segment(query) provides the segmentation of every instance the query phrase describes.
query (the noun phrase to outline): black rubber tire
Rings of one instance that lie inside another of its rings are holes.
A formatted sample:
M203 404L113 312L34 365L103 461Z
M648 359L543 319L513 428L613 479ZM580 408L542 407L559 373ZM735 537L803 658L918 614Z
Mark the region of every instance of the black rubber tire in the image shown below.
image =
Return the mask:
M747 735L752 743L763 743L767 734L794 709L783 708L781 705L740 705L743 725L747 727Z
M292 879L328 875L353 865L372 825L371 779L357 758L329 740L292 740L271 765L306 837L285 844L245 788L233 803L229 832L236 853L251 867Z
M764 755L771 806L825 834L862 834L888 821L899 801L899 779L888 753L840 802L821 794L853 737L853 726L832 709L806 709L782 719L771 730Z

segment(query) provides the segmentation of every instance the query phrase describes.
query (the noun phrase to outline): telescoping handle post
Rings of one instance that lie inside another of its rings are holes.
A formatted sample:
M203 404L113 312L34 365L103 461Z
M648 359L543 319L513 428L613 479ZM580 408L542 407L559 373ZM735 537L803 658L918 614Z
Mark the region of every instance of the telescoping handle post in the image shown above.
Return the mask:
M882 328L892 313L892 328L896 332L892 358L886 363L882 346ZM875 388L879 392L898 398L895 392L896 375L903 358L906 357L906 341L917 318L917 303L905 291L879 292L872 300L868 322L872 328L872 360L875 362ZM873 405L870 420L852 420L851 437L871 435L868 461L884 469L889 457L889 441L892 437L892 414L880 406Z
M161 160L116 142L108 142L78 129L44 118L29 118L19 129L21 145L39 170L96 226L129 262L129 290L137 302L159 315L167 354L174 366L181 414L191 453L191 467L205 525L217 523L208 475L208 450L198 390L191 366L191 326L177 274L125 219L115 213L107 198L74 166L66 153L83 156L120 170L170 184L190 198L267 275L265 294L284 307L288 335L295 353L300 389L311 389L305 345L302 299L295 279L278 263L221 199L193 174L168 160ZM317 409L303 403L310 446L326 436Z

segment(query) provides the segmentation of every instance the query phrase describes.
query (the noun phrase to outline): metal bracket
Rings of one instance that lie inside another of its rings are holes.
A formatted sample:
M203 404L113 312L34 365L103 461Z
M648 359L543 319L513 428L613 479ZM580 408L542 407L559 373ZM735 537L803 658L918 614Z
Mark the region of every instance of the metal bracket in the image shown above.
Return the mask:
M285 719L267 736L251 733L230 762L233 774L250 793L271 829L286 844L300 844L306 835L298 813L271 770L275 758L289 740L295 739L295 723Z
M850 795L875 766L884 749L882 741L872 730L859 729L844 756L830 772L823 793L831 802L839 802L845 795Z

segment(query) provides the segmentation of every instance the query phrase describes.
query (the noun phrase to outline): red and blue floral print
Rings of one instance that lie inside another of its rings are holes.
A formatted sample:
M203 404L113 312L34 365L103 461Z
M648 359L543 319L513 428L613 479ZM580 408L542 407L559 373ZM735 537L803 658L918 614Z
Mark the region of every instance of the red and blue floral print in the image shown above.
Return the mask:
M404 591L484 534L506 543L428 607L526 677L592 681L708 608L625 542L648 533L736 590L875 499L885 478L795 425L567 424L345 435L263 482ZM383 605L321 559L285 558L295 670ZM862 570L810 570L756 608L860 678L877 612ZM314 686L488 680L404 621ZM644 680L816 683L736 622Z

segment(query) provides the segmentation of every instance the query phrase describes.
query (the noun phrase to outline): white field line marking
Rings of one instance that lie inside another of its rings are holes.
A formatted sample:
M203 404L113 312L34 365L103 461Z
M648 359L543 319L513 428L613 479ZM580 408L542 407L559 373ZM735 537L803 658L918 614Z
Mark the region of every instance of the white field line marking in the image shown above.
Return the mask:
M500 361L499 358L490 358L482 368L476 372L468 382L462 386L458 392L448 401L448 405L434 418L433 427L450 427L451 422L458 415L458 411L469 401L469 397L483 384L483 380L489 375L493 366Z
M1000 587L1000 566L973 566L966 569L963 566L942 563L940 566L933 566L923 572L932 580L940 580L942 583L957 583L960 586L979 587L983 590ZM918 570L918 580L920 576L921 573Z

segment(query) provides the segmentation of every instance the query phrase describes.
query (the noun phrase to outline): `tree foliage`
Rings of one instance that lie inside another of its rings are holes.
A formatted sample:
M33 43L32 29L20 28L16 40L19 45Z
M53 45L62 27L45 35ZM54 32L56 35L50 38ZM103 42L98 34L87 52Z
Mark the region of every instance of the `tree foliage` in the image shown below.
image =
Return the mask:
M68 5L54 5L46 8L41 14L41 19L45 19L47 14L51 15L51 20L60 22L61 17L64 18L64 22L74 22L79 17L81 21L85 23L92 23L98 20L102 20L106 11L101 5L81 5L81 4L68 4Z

::::::::::

GIVEN REQUEST: Could you reproduce all of the entries above, keeping every line and character unchanged?

THE COMPLETED TASK:
segment(query) provides the segmentation of every instance the query phrase describes.
query (the noun phrase to outline): black rubber tire
Rings of one instance that lie inside another of its rings are holes.
A formatted sample:
M203 404L113 312L34 365L103 461Z
M648 359L543 319L513 428L613 479ZM580 408L542 407L559 373ZM735 537L803 658L918 614Z
Mark the region of every instance of the black rubber tire in the image shown below.
image =
Return the mask:
M747 735L752 743L763 743L767 734L794 709L783 708L781 705L740 705L743 725L747 727Z
M292 879L328 875L353 865L372 825L371 779L357 758L329 740L292 740L271 765L306 837L285 844L245 788L233 803L229 832L236 853L251 867Z
M764 755L771 806L825 834L862 834L888 821L899 801L899 779L888 753L840 802L821 794L853 737L853 726L832 709L806 709L782 719L771 730Z

segment(query) provides the segmentation of every instance the query phrase describes.
query (the noun phrase to outline): telescoping handle post
Rings of one instance that lie inside another of its rings are holes.
A formatted sample:
M203 404L113 312L34 365L103 461Z
M648 359L543 319L513 428L613 479ZM580 408L542 407L559 373ZM735 537L803 658L918 614Z
Mark the region of every instance of the telescoping handle post in the image shown above.
Return the mask:
M882 328L892 313L892 328L896 332L892 358L886 363L882 346ZM875 388L879 392L898 398L895 392L896 375L903 358L906 357L906 341L917 318L917 303L905 291L879 292L872 300L868 322L872 328L872 360L875 362ZM873 405L870 420L852 420L851 437L871 435L868 461L884 469L889 457L889 441L892 437L892 414L880 406Z
M161 160L116 142L108 142L78 129L44 118L29 118L19 129L21 145L39 170L96 226L129 262L129 290L137 302L159 315L167 354L174 366L181 414L191 453L191 467L205 525L217 523L208 475L208 450L198 390L191 366L191 326L177 274L125 219L115 213L107 198L74 166L66 153L83 156L120 170L170 184L190 198L267 275L265 294L284 307L288 335L295 353L300 389L311 389L305 345L302 299L295 279L278 263L221 199L193 174L168 160ZM317 409L303 403L310 446L326 436Z

segment(query) provides the segmentation of every instance the query phrase describes.
query (the noun phrase to outline): metal bracket
Rings of one instance that lie inside another of its rings are holes.
A formatted sample:
M203 404L113 312L34 365L103 461Z
M648 359L543 319L513 428L613 479ZM580 408L542 407L559 373ZM735 537L803 658L918 614Z
Mark the region of every instance of the metal bracket in the image shown above.
Return the mask:
M285 719L267 736L251 733L230 762L233 774L250 793L271 829L286 844L300 844L306 835L298 813L271 770L275 758L289 740L295 739L295 723Z
M850 795L875 766L884 749L882 741L872 730L859 729L844 756L830 772L823 793L831 802L839 802L845 795Z

segment(query) provides the segmentation of every instance the query phrase describes.
query (the noun phrase to outline): red and blue floral print
Rings of one instance that lie inside another of its rings are holes.
A formatted sample:
M203 404L113 312L34 365L103 461Z
M648 359L543 319L513 428L613 479ZM580 408L542 407L559 373ZM735 537L803 658L918 614Z
Mark the region of every instance of the red and blue floral print in the image shown above.
Return the mask:
M404 591L484 534L506 543L428 607L526 677L592 681L708 608L625 542L648 533L736 590L875 499L885 478L795 425L567 424L345 435L263 482ZM383 605L321 559L285 558L295 670ZM862 570L810 570L756 608L860 678L877 612ZM314 686L488 680L404 621ZM644 680L816 683L736 622Z

segment(query) provides the segmentation of every instance the query phrase describes.
query (the noun phrase to outline): white field line marking
Rings of one instance that lie inside another of its rings are holes.
A formatted sample:
M203 404L113 312L34 365L103 461Z
M648 359L543 319L513 428L613 479ZM580 408L542 407L559 373ZM735 537L803 658L918 614Z
Mark the region of every instance of the white field line marking in the image shown above.
Return the mask:
M500 361L499 358L490 358L482 368L476 372L468 382L462 386L458 392L448 401L448 405L434 418L433 427L450 427L451 422L458 415L458 411L469 401L469 397L483 384L483 380L489 375L493 366Z
M1000 587L1000 566L973 566L966 569L963 566L942 563L940 566L933 566L923 572L932 580L940 580L942 583L957 583L960 586L979 587L983 590ZM918 570L918 580L920 576L921 573Z

segment(query) provides the segmentation of every instance the query phrase describes.
query (the noun phrase to outline): `tree foliage`
Rings of one instance that lie inside another of its rings are holes.
A formatted sample:
M33 43L32 29L20 28L16 40L19 45Z
M53 45L62 27L45 35ZM54 32L56 35L50 38ZM103 42L98 34L87 52Z
Mark the region of every instance of the `tree foliage` in the image shown below.
image =
Return the mask:
M68 5L54 5L46 8L41 14L41 19L45 19L47 14L51 15L51 20L60 22L61 17L64 18L64 22L74 22L79 17L81 21L85 23L92 23L98 20L102 20L106 11L101 5L81 5L81 4L68 4Z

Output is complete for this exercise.